**GIVEN EXERCISE**
Starting with the line that contains "task: give the mask of every instance of the man's arm" and continuing through the line that contains "[[[33,146],[41,162],[58,162],[51,146]]]", both included, format the rows below as a JSON list of strings with one string per line and no blank lines.

╭──

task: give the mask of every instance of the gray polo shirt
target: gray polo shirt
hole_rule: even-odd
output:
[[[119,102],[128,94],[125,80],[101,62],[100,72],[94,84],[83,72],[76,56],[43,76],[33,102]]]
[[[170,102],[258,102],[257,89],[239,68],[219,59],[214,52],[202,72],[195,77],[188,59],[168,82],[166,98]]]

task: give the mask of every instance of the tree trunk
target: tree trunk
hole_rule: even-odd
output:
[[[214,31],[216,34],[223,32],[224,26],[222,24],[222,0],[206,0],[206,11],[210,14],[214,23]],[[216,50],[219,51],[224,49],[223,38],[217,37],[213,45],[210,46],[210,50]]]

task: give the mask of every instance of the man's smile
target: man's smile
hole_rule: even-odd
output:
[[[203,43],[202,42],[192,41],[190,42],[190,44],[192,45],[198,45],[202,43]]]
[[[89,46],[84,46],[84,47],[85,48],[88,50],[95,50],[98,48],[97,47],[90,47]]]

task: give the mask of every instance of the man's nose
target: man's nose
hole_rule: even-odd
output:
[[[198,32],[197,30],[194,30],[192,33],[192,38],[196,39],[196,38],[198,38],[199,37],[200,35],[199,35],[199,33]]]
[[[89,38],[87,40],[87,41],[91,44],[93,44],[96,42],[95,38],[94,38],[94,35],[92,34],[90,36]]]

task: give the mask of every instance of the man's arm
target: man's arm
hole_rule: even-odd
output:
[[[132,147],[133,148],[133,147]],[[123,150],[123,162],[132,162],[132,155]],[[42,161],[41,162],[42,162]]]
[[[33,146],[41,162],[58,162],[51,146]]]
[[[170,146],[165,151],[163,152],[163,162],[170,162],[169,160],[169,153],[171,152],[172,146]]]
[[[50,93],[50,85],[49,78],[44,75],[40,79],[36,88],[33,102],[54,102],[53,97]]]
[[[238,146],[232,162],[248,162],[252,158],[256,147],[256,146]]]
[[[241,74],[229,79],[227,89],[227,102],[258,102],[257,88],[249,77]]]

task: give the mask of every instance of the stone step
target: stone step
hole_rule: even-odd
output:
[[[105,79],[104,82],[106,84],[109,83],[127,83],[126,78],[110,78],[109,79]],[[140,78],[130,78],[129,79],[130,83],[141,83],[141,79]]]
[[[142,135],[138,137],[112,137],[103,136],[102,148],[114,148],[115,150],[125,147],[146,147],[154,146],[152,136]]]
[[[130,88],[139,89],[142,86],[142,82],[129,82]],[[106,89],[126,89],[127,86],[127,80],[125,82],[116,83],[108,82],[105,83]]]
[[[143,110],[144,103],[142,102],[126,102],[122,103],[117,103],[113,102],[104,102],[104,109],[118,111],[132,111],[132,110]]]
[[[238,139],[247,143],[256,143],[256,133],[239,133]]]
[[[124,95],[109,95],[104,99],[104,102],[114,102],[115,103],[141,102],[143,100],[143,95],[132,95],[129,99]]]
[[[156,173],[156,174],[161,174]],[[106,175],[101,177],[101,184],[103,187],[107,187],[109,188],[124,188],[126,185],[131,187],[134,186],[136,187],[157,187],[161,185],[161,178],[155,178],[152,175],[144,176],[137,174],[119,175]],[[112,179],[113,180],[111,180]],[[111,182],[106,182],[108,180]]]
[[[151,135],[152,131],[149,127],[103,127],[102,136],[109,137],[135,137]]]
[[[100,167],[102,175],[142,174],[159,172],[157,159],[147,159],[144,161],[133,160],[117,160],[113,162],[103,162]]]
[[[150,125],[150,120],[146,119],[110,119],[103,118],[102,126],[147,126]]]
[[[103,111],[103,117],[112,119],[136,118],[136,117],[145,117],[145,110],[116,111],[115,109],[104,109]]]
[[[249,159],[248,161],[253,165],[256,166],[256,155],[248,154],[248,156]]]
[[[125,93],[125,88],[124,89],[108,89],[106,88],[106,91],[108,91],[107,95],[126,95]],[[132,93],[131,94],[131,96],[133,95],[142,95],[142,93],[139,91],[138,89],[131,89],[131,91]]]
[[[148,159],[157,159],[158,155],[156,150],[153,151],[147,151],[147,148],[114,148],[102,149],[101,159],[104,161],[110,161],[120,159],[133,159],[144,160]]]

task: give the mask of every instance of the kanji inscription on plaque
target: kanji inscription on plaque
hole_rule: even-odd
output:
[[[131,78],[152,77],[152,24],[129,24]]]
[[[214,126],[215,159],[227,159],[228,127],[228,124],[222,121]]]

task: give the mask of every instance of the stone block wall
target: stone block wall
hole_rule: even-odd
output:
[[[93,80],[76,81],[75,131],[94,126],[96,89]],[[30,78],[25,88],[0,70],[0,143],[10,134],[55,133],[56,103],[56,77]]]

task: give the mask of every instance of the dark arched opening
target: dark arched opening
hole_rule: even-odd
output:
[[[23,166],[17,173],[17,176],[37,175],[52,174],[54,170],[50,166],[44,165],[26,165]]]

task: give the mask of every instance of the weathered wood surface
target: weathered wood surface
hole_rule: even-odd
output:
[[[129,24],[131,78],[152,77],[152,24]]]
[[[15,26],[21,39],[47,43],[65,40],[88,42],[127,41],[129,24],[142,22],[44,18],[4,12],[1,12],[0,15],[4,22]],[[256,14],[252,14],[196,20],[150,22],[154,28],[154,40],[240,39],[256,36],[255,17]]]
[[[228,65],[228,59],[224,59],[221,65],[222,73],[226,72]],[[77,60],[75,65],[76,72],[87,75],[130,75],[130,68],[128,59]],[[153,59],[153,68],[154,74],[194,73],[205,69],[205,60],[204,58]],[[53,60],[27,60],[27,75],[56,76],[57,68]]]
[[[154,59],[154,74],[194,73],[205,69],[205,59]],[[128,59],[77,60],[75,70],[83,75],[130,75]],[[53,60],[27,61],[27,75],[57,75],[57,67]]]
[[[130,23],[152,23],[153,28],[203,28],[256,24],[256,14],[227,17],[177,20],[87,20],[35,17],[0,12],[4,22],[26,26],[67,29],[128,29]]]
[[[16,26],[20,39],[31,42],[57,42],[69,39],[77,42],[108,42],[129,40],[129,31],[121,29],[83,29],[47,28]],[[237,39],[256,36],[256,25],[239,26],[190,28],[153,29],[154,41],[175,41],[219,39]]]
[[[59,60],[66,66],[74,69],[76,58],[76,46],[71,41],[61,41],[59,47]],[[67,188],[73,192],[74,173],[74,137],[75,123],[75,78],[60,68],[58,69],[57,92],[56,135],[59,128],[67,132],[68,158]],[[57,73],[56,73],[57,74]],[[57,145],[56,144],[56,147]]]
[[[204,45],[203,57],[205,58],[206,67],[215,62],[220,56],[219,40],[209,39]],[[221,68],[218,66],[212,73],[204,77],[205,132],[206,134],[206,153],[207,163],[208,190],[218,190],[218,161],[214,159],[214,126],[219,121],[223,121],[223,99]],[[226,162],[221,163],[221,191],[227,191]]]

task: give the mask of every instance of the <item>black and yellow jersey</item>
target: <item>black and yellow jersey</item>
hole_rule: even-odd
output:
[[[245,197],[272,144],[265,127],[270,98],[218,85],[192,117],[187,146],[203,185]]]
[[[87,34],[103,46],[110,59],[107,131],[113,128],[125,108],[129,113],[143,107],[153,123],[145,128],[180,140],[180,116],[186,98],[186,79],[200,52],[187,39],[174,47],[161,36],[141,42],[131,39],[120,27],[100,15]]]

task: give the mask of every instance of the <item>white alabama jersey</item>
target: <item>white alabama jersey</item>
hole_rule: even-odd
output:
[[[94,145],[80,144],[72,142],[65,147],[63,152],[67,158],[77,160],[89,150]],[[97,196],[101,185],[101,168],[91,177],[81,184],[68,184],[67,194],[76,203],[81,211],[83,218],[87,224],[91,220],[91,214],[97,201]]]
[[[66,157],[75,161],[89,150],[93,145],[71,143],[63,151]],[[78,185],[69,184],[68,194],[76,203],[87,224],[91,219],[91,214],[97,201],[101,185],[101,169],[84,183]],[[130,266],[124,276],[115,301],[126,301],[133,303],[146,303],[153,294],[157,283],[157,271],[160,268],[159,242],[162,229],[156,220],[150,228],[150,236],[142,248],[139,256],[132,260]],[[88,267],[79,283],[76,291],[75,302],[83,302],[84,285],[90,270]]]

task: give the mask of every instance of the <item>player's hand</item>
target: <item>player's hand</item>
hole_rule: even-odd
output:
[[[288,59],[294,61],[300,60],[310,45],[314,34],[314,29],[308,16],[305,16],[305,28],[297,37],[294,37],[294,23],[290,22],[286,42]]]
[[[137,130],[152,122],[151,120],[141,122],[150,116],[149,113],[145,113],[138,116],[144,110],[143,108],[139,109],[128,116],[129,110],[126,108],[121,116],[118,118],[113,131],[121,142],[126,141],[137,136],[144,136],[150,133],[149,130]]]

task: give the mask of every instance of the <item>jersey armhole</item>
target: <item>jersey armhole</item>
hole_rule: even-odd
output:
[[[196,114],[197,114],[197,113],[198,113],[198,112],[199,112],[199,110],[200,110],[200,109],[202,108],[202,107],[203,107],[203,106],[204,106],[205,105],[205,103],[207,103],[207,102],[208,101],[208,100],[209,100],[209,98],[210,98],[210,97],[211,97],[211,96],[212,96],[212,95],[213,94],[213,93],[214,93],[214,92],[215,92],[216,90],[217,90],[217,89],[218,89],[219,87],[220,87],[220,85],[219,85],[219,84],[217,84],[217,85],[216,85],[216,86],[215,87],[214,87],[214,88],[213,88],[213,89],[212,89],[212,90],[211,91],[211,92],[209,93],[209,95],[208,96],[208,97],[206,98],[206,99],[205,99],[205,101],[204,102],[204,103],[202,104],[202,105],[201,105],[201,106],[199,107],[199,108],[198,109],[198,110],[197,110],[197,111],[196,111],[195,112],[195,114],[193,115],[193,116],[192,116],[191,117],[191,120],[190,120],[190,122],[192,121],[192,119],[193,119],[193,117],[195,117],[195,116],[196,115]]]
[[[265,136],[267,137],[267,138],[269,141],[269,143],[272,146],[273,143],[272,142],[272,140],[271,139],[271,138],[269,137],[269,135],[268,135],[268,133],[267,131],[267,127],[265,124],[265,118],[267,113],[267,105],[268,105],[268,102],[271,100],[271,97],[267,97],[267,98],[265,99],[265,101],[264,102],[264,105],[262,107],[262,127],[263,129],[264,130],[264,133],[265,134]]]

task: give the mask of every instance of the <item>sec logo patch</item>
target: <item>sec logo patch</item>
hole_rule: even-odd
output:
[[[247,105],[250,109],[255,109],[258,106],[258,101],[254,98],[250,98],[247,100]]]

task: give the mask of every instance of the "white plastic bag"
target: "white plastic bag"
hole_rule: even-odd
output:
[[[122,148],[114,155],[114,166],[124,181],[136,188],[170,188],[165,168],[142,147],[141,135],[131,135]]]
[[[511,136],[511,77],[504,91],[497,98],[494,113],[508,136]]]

╰──
╭──

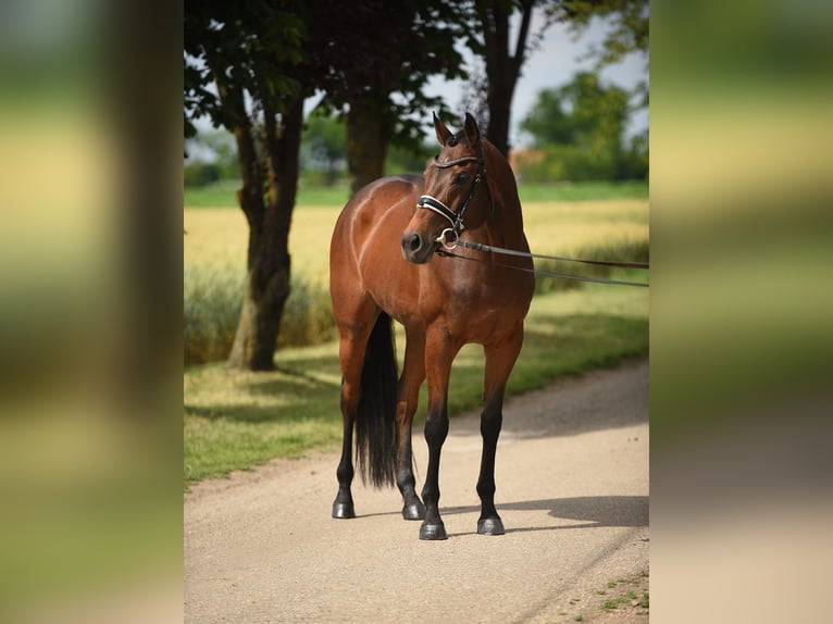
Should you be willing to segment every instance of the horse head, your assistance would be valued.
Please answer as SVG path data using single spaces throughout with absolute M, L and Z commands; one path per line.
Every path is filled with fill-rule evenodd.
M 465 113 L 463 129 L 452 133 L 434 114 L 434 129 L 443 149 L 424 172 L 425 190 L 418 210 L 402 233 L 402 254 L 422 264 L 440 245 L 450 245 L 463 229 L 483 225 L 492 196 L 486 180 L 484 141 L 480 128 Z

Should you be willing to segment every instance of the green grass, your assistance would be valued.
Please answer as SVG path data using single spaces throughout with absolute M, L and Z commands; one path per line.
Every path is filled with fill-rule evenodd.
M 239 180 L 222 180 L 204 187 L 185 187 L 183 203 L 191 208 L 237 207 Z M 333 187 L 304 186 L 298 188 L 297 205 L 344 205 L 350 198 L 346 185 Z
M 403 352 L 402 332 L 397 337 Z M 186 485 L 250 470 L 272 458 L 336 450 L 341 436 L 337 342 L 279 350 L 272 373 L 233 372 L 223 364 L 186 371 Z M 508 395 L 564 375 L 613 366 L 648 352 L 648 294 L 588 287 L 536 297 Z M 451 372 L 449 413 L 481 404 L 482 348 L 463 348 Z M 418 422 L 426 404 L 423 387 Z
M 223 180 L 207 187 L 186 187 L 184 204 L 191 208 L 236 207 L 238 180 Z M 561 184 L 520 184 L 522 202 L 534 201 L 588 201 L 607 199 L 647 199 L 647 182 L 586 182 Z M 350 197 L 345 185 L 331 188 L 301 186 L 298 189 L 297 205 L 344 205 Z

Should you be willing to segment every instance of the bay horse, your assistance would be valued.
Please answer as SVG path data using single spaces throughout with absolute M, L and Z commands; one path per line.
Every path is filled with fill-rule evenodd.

╰──

**SOLUTION FOR THIS EXERCISE**
[
  "task: give the mask of every instance of the man's arm",
  "target: man's arm",
  "hole_rule: even-odd",
  "output:",
  "[[[132,147],[133,148],[133,147]],[[123,150],[123,162],[132,162],[132,155]],[[42,161],[41,162],[42,162]]]",
  "[[[33,146],[41,162],[58,162],[51,146]]]"
]